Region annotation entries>

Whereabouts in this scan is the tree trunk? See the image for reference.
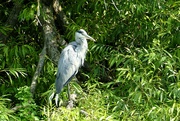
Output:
[0,0,23,43]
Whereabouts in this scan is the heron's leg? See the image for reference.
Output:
[67,83,71,101]
[55,94,59,107]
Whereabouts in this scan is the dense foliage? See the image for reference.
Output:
[0,0,180,121]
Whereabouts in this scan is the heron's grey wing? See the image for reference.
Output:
[55,45,81,94]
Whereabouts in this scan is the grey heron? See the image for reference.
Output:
[49,29,95,106]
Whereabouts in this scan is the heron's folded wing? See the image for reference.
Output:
[56,45,81,93]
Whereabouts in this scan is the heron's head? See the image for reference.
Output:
[75,29,95,42]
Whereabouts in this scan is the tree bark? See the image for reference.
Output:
[0,0,23,43]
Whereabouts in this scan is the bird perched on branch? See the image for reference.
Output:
[49,29,95,106]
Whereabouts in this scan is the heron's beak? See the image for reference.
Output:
[84,35,96,42]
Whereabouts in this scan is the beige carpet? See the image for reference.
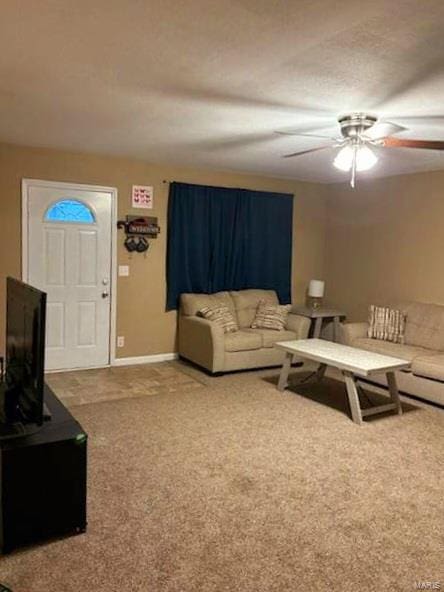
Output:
[0,365,444,592]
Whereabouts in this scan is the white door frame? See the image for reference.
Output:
[22,179,117,366]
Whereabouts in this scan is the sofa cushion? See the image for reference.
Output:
[367,304,406,343]
[197,305,239,333]
[224,331,262,352]
[251,300,291,331]
[399,302,444,351]
[245,329,297,347]
[350,337,431,362]
[230,290,279,328]
[180,292,236,318]
[412,353,444,382]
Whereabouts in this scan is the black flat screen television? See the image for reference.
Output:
[3,277,46,425]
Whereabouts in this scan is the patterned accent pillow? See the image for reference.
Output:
[197,304,239,333]
[251,300,292,331]
[367,304,406,343]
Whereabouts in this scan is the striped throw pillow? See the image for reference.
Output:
[197,304,239,333]
[367,304,406,343]
[251,300,291,331]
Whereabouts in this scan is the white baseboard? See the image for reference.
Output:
[111,353,179,366]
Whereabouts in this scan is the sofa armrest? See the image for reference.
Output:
[178,315,225,372]
[285,312,310,339]
[339,323,368,345]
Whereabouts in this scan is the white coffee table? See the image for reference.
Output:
[275,339,410,425]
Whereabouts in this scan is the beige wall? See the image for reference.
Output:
[0,145,326,357]
[325,171,444,320]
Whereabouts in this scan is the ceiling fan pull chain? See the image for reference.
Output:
[350,144,358,189]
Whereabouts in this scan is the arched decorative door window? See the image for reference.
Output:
[45,199,96,224]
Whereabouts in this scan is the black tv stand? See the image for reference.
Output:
[0,385,87,553]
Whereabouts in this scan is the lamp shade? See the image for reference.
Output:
[308,280,325,298]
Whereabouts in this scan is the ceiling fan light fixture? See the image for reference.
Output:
[333,145,378,172]
[333,146,354,173]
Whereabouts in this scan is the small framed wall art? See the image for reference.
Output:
[131,185,154,210]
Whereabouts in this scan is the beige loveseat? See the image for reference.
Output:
[178,290,310,373]
[340,302,444,405]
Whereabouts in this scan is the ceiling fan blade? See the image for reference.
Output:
[275,130,337,141]
[383,138,444,150]
[364,121,408,140]
[283,144,332,158]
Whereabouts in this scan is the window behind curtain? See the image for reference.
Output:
[167,183,293,310]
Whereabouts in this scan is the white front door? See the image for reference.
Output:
[23,181,113,370]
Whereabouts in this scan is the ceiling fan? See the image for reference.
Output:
[277,113,444,187]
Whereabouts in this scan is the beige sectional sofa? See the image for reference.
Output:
[178,290,310,373]
[340,302,444,405]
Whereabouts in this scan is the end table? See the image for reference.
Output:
[291,306,345,341]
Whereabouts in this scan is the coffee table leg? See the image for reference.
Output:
[313,317,322,339]
[278,352,293,391]
[386,372,402,415]
[342,370,362,425]
[333,317,339,343]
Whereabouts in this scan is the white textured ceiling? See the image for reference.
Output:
[0,0,444,182]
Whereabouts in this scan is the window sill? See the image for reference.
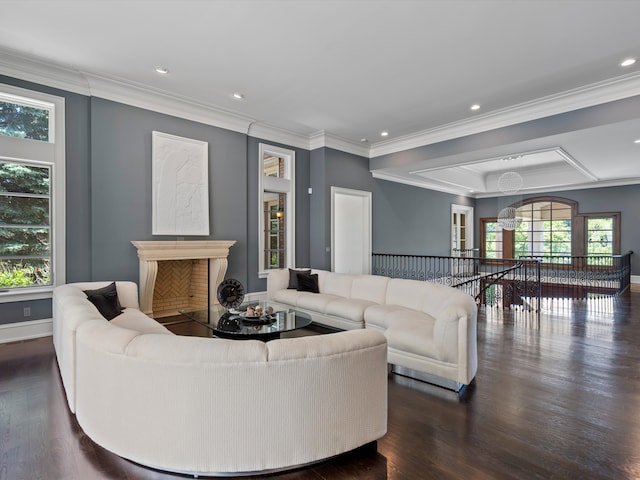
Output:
[0,286,53,303]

Stated task> Update the data above so that each "scan" becomes "photo" and every other part stays the same. Leave the pictures out of your answer.

Output for this task>
Whereabouts in this photo is the tree trunk? See the image for reference.
Output:
[0,0,23,43]
Whereabouts in this photo is the heron's leg? See the image for reference.
Output:
[67,83,71,101]
[55,94,59,107]
Whereabouts in this photo is the dense foliage? See the image for reference.
Output:
[0,0,180,121]
Whereabouts in this photo is the heron's grey wing? See the image for reference.
Output:
[55,45,81,94]
Whereabouts in this photo is the grey heron? See the image for reference.
Output:
[49,29,95,106]
Whereabouts in this photo is the heron's folded wing? See the image for reference.
Output:
[56,45,81,93]
Whereabouts in this photo is the heron's head? See the image for reference.
Output:
[75,29,95,42]
Whereabouts in this photo is the tree bark? See the image for reference.
Output:
[0,0,23,43]
Whereabouts in this photo is the bird perched on branch? See the image for reference.
Output:
[49,29,95,106]
Whereabouts in this photo is the heron's beak? See the image for reference.
Output:
[84,35,96,42]
Whereabouts in this photo is the beige carpet? See the image for reference.
Output:
[0,365,444,592]
Whereabouts in this photo is the white door frame? See the image for reference.
Output:
[22,179,117,366]
Whereabouts in this photo is the sofa cushion? See the image for reference.
Output:
[367,304,406,343]
[197,305,239,333]
[224,331,262,352]
[251,300,291,331]
[399,302,444,351]
[245,329,297,347]
[350,337,431,362]
[230,290,279,328]
[180,292,236,318]
[412,353,444,382]
Whereabouts in this photo is the black flat screen television? See the image for reference.
Output:
[3,277,46,425]
Whereabouts in this photo is the patterned accent pillow? See the image for reference.
Output:
[197,304,239,333]
[251,300,292,331]
[367,304,406,343]
Whereabouts in this photo is the striped throw pillow? See the image for reference.
Output:
[197,304,239,333]
[367,304,406,343]
[251,300,291,331]
Whereabouts in this photo is the white baseboard? See the image for reference.
Output:
[111,353,179,366]
Whereabouts in this photo is the sofa armrest? See the image for reference.
Output:
[178,315,225,372]
[285,312,310,339]
[339,323,368,345]
Whereabouts in this photo is the white coffee table? See the image for reference.
Output:
[275,339,410,425]
Whereabouts in this photo is the beige wall? See the image for reference.
Output:
[0,145,326,357]
[325,171,444,320]
Whereabouts in this photo is the ceiling fan pull chain? See the image for reference.
Output:
[350,144,358,189]
Whereabouts in this photo is the arched decorative door window? See the image for reference.
Output:
[45,199,96,224]
Whereabouts in this photo is the black tv stand? See the image for reference.
Output:
[0,385,87,553]
Whereabouts in this photo is the lamp shade? See the image for reference.
Output:
[308,280,325,298]
Whereabouts in this photo is the ceiling fan light fixture? See the image for reference.
Output:
[333,145,378,172]
[333,146,354,173]
Whereabouts in this photo is the small framed wall art? See the image for reference.
Output:
[131,185,154,210]
Whereabouts in this photo is the beige loveseat? See the image for reference.
Output:
[178,290,310,373]
[340,302,444,405]
Whereabouts in this photo is the ceiling fan blade? See the image for reference.
Output:
[275,130,337,141]
[383,138,444,150]
[364,121,408,140]
[283,144,332,158]
Whereabouts in this photo is the window behind curtain? See the image for reference.
Output:
[167,183,293,310]
Whereabouts in this photo is the white front door? See the image for reference.
Output:
[23,181,113,370]
Whereabouts in this photo is the ceiling fan? See the image for reference.
Output:
[277,113,444,187]
Whereabouts in this photo is the beige sectional sofa? See the image for reference.
Output:
[178,290,310,373]
[340,302,444,405]
Whereabouts in this photo is the end table? See the image for reference.
Output:
[291,306,345,341]
Whereabouts in this photo is the coffee table leg? See the image for reference.
Output:
[313,317,322,339]
[278,352,293,391]
[386,372,402,415]
[342,370,362,425]
[333,317,339,343]
Whereabouts in this photo is the white textured ceiling? See the image for reference.
Output:
[0,0,444,182]
Whereabouts in this photo is the window sill? See the image for reference.
Output:
[0,286,53,303]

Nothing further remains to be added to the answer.